▶ _What you have to do_: Give back the line where "kitchen sink, the" appears and all the lines after it until the listing ends, unchanged and with nothing else.

▶ _Stored data_:
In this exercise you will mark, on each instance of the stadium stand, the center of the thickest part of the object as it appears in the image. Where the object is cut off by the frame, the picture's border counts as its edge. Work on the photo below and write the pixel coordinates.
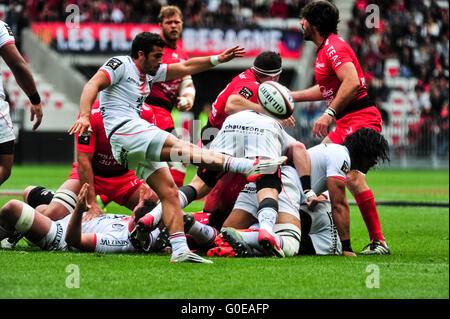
(408, 54)
(405, 57)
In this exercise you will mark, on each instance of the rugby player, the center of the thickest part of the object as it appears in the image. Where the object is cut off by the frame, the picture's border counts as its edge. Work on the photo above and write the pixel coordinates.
(251, 134)
(179, 93)
(96, 166)
(322, 224)
(235, 97)
(107, 233)
(124, 82)
(341, 83)
(24, 78)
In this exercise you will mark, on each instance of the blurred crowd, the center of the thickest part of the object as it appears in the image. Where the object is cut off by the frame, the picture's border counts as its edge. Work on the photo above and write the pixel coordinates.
(236, 13)
(416, 34)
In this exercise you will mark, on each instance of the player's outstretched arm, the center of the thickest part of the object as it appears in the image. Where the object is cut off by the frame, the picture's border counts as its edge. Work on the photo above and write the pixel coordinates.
(200, 64)
(74, 237)
(186, 94)
(236, 103)
(348, 76)
(24, 79)
(97, 83)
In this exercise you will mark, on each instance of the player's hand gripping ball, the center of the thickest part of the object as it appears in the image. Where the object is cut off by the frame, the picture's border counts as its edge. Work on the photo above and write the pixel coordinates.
(276, 99)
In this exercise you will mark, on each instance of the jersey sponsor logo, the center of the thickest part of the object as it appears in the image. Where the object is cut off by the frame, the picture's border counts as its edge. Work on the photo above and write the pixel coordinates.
(246, 92)
(325, 92)
(114, 63)
(117, 226)
(84, 138)
(9, 30)
(113, 242)
(123, 157)
(345, 167)
(320, 65)
(237, 127)
(130, 79)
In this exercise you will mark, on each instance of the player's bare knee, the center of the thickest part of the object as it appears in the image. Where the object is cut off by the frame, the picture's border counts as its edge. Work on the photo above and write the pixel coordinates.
(26, 192)
(170, 193)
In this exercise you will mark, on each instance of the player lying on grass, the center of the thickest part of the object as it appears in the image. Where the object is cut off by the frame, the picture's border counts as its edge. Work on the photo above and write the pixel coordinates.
(330, 164)
(123, 83)
(107, 233)
(96, 166)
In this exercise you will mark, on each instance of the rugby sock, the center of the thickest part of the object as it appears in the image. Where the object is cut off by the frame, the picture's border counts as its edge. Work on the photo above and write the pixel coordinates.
(186, 194)
(366, 203)
(178, 243)
(5, 233)
(203, 234)
(152, 238)
(250, 237)
(267, 214)
(237, 165)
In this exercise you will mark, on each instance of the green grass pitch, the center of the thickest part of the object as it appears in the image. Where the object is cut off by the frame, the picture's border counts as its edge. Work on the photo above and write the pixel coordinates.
(417, 269)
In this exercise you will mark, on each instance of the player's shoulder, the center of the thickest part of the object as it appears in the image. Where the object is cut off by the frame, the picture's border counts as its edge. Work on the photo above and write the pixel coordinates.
(117, 61)
(336, 41)
(5, 30)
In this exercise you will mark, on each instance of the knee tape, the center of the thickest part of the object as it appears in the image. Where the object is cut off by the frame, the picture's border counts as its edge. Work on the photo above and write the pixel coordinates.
(290, 235)
(25, 220)
(269, 181)
(268, 203)
(66, 198)
(39, 195)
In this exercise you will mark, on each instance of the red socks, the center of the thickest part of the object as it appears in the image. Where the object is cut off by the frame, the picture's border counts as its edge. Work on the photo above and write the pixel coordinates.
(368, 208)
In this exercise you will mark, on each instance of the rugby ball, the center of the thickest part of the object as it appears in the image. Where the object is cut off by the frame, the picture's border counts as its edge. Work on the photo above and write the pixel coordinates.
(276, 99)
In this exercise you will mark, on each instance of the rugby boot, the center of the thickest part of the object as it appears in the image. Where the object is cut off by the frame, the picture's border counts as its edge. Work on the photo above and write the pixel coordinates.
(240, 247)
(269, 244)
(376, 247)
(189, 257)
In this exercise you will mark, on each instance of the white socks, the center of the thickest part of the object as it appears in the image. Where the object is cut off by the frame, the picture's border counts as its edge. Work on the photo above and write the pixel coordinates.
(203, 234)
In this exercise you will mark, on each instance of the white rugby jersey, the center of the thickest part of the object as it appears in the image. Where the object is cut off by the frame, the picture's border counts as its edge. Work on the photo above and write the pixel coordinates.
(6, 37)
(128, 89)
(111, 232)
(250, 134)
(328, 160)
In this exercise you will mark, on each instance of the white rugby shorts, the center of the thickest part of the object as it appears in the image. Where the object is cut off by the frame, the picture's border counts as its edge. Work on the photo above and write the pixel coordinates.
(6, 127)
(288, 199)
(322, 231)
(137, 145)
(55, 238)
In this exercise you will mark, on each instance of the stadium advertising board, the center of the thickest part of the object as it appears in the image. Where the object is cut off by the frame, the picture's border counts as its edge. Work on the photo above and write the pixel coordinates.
(98, 38)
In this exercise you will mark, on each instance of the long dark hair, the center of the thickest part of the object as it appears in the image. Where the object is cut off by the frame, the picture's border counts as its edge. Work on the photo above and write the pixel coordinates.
(322, 14)
(144, 42)
(366, 143)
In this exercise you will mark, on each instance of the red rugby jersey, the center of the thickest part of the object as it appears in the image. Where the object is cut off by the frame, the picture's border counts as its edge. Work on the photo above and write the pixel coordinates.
(168, 91)
(245, 84)
(331, 55)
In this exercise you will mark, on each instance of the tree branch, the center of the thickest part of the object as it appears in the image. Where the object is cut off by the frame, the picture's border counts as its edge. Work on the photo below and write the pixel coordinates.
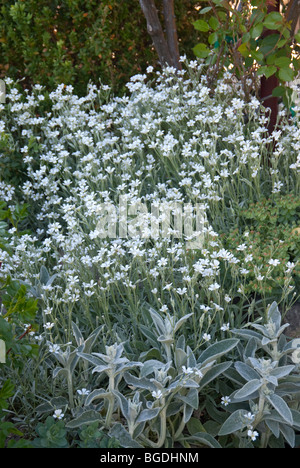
(293, 15)
(155, 30)
(171, 32)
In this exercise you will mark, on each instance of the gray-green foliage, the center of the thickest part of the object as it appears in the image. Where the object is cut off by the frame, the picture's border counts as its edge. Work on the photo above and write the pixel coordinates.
(267, 375)
(156, 397)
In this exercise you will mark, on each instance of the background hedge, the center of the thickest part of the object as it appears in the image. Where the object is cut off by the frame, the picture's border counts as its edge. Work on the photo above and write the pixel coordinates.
(74, 41)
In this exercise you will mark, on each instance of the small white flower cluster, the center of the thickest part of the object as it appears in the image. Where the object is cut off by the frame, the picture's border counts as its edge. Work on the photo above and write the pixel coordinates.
(171, 142)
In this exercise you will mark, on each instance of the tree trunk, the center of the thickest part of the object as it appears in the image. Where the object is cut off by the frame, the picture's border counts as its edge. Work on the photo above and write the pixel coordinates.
(166, 48)
(268, 84)
(293, 15)
(171, 32)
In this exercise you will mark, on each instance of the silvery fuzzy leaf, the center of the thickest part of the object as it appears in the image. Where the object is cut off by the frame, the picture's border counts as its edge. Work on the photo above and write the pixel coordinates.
(128, 365)
(263, 330)
(148, 414)
(186, 383)
(247, 334)
(235, 422)
(246, 371)
(288, 388)
(217, 350)
(273, 380)
(181, 321)
(204, 439)
(158, 321)
(282, 371)
(288, 433)
(191, 361)
(139, 382)
(44, 275)
(124, 405)
(165, 339)
(77, 333)
(150, 335)
(150, 365)
(91, 358)
(265, 341)
(87, 417)
(173, 408)
(180, 358)
(191, 399)
(59, 371)
(96, 394)
(296, 418)
(139, 429)
(181, 342)
(282, 328)
(274, 315)
(250, 348)
(273, 426)
(248, 389)
(119, 432)
(187, 413)
(214, 372)
(101, 368)
(281, 407)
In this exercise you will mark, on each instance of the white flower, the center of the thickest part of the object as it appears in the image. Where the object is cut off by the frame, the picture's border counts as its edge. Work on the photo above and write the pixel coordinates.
(187, 370)
(54, 348)
(225, 327)
(225, 400)
(58, 414)
(274, 262)
(48, 325)
(206, 337)
(83, 391)
(252, 434)
(157, 394)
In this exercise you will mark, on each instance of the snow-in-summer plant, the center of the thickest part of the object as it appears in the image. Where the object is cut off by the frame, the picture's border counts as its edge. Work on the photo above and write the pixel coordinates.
(168, 140)
(156, 397)
(265, 407)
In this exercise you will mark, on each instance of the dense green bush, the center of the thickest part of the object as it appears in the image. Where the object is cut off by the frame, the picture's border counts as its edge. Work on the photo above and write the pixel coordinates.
(72, 41)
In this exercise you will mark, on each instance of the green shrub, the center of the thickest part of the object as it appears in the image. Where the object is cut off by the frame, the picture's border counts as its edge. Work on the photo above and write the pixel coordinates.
(271, 231)
(72, 42)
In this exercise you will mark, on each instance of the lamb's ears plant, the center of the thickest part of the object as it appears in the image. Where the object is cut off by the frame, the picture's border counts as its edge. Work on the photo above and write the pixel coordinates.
(69, 358)
(166, 329)
(176, 389)
(268, 384)
(44, 280)
(113, 365)
(68, 361)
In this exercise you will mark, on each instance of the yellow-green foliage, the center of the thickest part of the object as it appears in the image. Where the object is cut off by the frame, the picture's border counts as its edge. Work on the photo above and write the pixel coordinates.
(74, 41)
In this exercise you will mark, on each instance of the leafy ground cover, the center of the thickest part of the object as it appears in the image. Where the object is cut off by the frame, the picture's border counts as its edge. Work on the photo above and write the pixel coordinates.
(117, 331)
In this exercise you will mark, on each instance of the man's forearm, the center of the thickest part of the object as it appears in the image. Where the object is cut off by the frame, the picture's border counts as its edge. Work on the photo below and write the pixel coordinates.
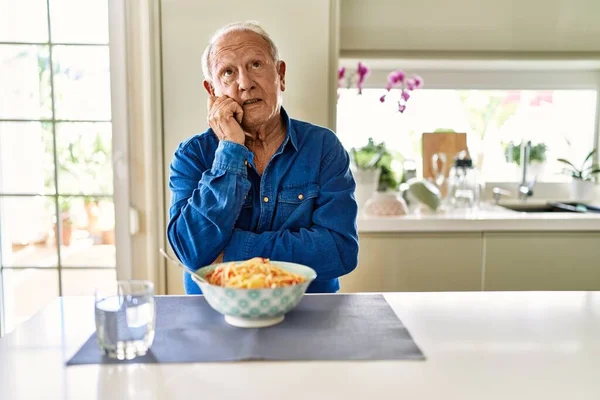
(330, 253)
(204, 213)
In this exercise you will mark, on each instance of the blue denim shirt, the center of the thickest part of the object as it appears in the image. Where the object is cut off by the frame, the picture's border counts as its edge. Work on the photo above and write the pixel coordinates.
(302, 209)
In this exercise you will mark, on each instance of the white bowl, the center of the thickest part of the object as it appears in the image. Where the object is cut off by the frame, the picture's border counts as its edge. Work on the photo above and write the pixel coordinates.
(255, 308)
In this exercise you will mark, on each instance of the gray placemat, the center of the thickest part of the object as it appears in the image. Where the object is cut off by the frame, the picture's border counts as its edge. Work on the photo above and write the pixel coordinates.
(321, 327)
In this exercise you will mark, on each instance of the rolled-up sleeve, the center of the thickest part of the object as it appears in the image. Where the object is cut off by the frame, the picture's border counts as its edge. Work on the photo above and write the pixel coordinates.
(206, 201)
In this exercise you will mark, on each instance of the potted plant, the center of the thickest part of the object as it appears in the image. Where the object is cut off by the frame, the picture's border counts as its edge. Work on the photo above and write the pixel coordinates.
(582, 185)
(376, 182)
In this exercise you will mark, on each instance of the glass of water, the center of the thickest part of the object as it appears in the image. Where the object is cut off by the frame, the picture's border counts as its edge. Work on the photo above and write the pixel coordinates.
(125, 316)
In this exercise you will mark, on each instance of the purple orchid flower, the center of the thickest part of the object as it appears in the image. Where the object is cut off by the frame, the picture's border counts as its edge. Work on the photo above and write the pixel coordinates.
(362, 72)
(396, 77)
(410, 84)
(418, 81)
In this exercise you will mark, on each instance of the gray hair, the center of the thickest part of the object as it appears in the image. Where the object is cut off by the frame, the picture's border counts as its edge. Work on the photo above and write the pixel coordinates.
(249, 26)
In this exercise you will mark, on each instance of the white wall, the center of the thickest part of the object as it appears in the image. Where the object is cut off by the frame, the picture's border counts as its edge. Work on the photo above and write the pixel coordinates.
(471, 25)
(301, 29)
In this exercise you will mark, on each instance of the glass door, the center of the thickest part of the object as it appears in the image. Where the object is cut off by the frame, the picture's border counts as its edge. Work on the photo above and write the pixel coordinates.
(57, 209)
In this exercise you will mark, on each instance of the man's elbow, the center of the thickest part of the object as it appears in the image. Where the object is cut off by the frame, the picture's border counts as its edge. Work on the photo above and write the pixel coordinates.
(349, 257)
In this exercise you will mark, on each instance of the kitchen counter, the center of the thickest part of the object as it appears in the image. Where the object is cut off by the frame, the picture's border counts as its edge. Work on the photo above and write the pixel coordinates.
(490, 218)
(479, 345)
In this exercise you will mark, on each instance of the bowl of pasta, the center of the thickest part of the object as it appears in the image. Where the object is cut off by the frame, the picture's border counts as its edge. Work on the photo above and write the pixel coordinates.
(254, 293)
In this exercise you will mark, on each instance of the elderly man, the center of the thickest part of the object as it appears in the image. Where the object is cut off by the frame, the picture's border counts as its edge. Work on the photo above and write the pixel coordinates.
(258, 183)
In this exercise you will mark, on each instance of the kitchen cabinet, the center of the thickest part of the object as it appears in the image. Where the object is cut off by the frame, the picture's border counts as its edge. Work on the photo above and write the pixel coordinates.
(542, 261)
(397, 262)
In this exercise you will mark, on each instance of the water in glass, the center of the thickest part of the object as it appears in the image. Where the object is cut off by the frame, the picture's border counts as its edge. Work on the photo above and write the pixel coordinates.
(125, 319)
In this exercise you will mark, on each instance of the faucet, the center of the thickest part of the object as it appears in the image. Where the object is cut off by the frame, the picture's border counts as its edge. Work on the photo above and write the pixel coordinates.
(525, 187)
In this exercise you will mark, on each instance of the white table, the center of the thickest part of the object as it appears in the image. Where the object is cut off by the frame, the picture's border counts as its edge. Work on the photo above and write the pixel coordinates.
(479, 345)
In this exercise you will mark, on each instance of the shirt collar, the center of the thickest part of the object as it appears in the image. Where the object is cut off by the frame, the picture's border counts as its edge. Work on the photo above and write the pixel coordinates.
(291, 132)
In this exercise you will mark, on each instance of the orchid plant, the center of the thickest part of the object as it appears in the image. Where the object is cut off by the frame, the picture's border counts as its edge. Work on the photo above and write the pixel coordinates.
(359, 76)
(398, 79)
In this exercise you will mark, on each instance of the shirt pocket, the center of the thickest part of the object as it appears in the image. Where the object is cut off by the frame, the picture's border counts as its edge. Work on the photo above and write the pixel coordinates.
(295, 206)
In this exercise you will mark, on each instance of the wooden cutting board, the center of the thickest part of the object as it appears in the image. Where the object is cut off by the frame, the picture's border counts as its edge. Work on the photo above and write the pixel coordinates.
(449, 143)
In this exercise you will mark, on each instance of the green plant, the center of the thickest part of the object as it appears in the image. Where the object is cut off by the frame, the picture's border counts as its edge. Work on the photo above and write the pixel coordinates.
(376, 155)
(587, 171)
(512, 153)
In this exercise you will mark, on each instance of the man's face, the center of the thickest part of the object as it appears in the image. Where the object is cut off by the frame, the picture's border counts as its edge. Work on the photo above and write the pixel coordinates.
(243, 69)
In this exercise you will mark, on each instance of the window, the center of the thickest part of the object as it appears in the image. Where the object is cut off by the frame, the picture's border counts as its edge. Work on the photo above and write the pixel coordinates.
(560, 122)
(56, 181)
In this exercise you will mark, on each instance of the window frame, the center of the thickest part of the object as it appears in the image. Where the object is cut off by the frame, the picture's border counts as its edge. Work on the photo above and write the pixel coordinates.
(491, 74)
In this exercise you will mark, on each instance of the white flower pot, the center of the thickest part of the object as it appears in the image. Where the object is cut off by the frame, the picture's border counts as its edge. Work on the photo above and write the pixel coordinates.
(367, 181)
(385, 204)
(582, 190)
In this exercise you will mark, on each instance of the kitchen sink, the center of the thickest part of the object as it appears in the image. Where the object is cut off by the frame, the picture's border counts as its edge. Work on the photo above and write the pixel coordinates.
(530, 208)
(551, 207)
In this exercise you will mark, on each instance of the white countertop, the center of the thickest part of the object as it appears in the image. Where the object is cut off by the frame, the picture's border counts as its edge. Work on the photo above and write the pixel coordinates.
(479, 345)
(490, 218)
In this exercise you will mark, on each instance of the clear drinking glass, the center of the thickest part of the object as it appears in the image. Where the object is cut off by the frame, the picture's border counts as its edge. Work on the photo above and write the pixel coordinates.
(125, 317)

▶ _The answer_:
In this exercise you will mark, on each instance of the kitchen sink, the center of the thickest part of the object as it appears in the image. Where the object is cut off by the frame, the picture's border counts as its edge. Work on the photo above and write the pixel coordinates.
(530, 208)
(551, 207)
In this exercise you will mark, on each instance of the white countertop, the center of the thickest part of the object as it appears in the image. Where the object is cut off by the frame, the picture's border counts as its edge. Work on the photo above and write the pixel coordinates.
(479, 345)
(490, 218)
In this exercise you will mark, on each instance of the clear drinking glass, the center of the thickest part of the object as it appears in the image. Where the object is cut off by the frame, the picture's border counts as its edge. Work on the photo above and write the pixel coordinates.
(125, 317)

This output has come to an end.